**TEXTO PARA ANALIZAR**

★ ★ ★ ★ ★ ★ ★

6.11.2011

Viento

Me gusta sentir el viento. Es travieso y juguetón cuando levanta las faldas de las mujeres o hace que tropieces y camines con hojas entre los pies. Disfruté la ráfaga fresca que entró desdoblando la ropa que tenía acomodada en una mesa. Me relaja escucharlo acariciar suavemente las palmeras del vecino y moverlas de un lado a otro, provocándome deseos de ir a la playa.
Lo escucho hueco cuando corre por un callejón, silbando si entra por una rendija y durante un huracán lo oí rugir muchas horas. A veces llega sigiloso, y si estás distraído hace volar la ropa tendida al sol.
Le gusta molestar a la gente en el parque, y hace que se tapen los ojos con la mano para que no les entre arena. Es orgulloso y mide su fuerza. Empuja todo a su paso haciendo que las nubes se queden quietas o se muestra caprichoso y las mueve a su antojo.

★ ★ ★ ★ ★ ★ ★

**MATERIAL RECOPILADO**
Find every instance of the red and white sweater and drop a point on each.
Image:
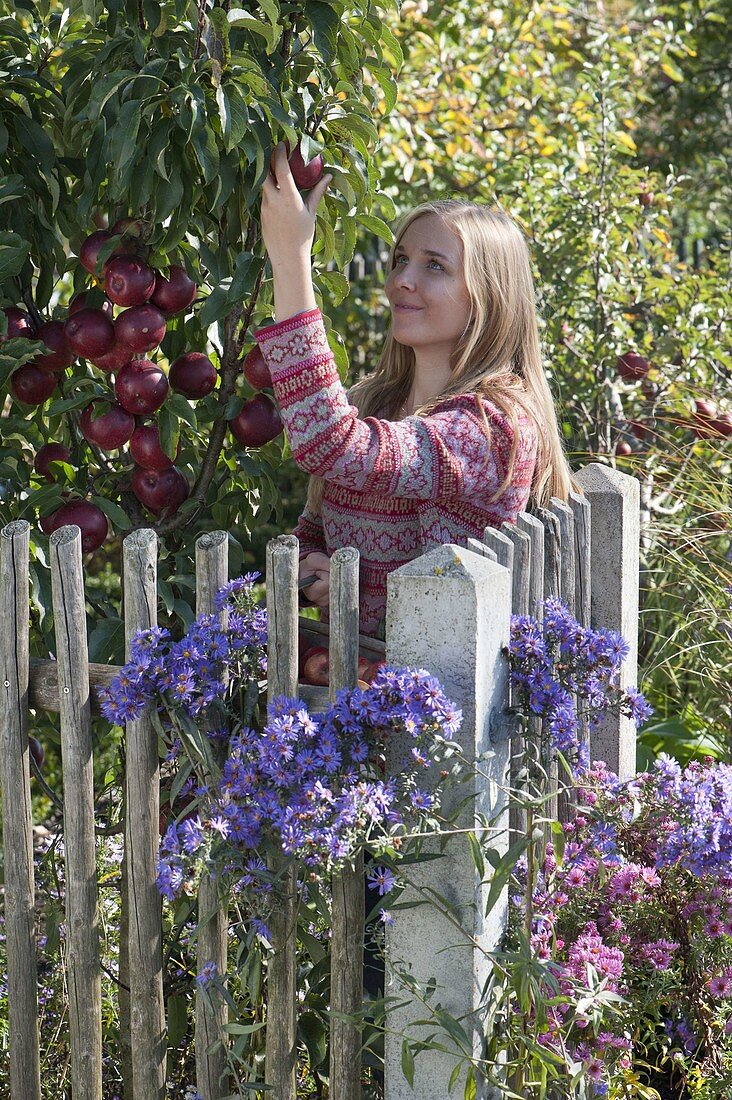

★ ★ ★ ★ ★ ★ ★

**TAREAS**
- 1) En el texto sobre el viento, ¿para qué se tapa la gente del parque los ojos con la mano?
- 2) Enumera todos los adjetivos con los que el texto sobre el viento describe el carácter del viento.

**SOLUCIONES**
- 1) Para que no les entre arena.

- 2) Travieso, juguetón, sigiloso, orgulloso y caprichoso.